### GOAL
Collect every line of the listing below that contains the string "blurred", and reproduce each such line in full.

══════

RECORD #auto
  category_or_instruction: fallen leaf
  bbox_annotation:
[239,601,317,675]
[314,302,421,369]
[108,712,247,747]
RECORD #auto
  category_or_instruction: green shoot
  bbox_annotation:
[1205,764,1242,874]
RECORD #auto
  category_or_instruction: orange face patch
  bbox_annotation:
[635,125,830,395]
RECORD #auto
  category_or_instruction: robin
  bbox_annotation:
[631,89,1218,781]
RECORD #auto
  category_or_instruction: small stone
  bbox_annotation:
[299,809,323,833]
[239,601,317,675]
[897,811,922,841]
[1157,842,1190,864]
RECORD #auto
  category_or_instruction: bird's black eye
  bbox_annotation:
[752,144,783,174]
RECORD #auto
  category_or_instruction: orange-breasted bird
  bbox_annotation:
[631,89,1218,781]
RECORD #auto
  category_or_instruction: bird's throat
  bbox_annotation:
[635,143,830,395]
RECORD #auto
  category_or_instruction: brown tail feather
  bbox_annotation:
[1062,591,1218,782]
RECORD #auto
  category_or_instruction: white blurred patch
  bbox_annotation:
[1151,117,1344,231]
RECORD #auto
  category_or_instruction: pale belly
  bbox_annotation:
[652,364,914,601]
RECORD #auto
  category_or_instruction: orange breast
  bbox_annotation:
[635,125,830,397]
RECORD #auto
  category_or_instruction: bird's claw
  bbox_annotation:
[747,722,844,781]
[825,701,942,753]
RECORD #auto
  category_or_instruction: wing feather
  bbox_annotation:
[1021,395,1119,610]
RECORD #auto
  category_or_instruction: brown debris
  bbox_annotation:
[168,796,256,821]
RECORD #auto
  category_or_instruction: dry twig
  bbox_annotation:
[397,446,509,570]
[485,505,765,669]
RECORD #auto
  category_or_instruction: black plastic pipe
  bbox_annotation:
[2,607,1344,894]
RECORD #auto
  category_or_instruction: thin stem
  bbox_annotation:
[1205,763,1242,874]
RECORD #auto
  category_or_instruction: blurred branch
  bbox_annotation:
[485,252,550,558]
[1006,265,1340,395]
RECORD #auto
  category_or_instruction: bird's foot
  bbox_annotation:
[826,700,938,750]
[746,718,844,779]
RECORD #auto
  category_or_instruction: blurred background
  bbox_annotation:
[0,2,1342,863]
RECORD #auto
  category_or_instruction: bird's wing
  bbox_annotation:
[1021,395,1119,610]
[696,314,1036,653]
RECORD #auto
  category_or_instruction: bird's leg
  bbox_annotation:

══════

### THE ANSWER
  category_or_instruction: white blurred patch
  category_or_instruction: blurred branch
  category_or_instruction: blurred background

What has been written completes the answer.